• **Task to complete**
Copy the entries below exactly. Images do not belong in the copy.

• **The input**
* * * * * * * * *

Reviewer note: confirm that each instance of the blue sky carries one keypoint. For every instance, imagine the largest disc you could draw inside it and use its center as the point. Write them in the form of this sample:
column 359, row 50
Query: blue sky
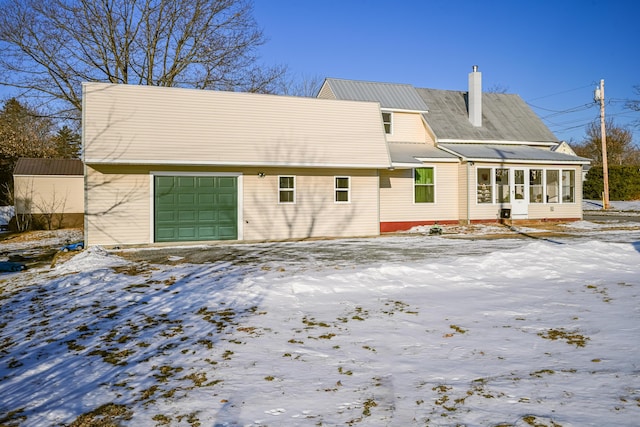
column 551, row 53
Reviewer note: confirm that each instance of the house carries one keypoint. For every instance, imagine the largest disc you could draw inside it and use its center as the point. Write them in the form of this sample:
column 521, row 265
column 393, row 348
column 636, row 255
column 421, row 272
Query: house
column 183, row 165
column 170, row 164
column 49, row 192
column 466, row 156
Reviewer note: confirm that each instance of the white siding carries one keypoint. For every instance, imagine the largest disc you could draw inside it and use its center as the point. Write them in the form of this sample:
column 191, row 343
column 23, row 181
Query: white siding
column 314, row 213
column 126, row 124
column 120, row 204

* * * * * * * * *

• **Solution**
Reviewer note: confirm that each instance of the blue sky carries one keypoint. For every instance, imagine the largest disc you could draw inside it and use its center as the point. Write them in the form of this sample:
column 359, row 50
Query: blue sky
column 551, row 53
Reviewer note: confirm that each instance of the house carries one keypoint. For every instance, imagine the largest disc you could draw inside it and use its center as the point. Write them in the form of this sample:
column 521, row 265
column 393, row 348
column 636, row 255
column 421, row 272
Query: house
column 183, row 165
column 170, row 164
column 49, row 192
column 466, row 156
Reviewer note: confirm that each instance of the white siding carries one keypoint. For every instance, imagine the largest disc you could draw inside it and use its center as the point. Write them in the form of this sample:
column 191, row 343
column 23, row 181
Query: white siding
column 314, row 213
column 126, row 124
column 120, row 204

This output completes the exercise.